**What the task asks:**
Could you rewrite the lines between the one holding "Point to the boy" and the one holding "[1241, 797]", inclusive, swapping "cobblestone" for "brick" and leaving everything else unchanged?

── Available data ──

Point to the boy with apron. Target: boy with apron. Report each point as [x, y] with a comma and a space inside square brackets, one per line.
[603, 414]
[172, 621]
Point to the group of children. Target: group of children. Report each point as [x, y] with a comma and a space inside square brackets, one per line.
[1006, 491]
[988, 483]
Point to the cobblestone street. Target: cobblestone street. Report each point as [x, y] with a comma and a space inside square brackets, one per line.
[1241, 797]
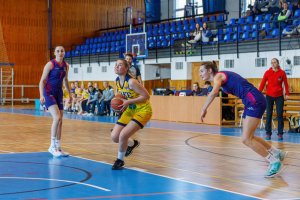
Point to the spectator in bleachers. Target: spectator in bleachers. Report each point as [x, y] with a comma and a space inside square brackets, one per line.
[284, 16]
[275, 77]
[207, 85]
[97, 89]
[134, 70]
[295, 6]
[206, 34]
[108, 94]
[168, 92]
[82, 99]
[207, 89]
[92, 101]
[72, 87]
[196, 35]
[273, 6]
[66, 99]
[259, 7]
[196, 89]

───
── Available data ──

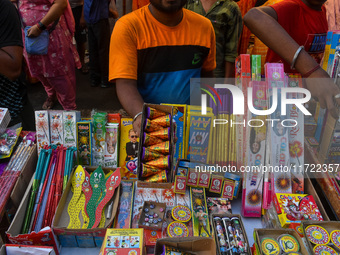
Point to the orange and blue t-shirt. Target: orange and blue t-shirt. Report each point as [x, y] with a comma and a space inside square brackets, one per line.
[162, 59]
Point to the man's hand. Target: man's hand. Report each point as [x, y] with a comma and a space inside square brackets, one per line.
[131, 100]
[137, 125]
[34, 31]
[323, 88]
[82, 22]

───

**Written answer:**
Point to the boy with apron. Target: boy with apron. Report each point as [x, y] with a comma and a space inside square brackets, one per line.
[603, 414]
[172, 621]
Point to the group of children. Target: group of children. Report each point as [x, y] with a comma and a space inside square brackets, one per line.
[1006, 491]
[988, 483]
Point to the brick street. Target: brick street. Report each point as [x, y] with a comma and a space inside square brackets, one per line.
[1241, 797]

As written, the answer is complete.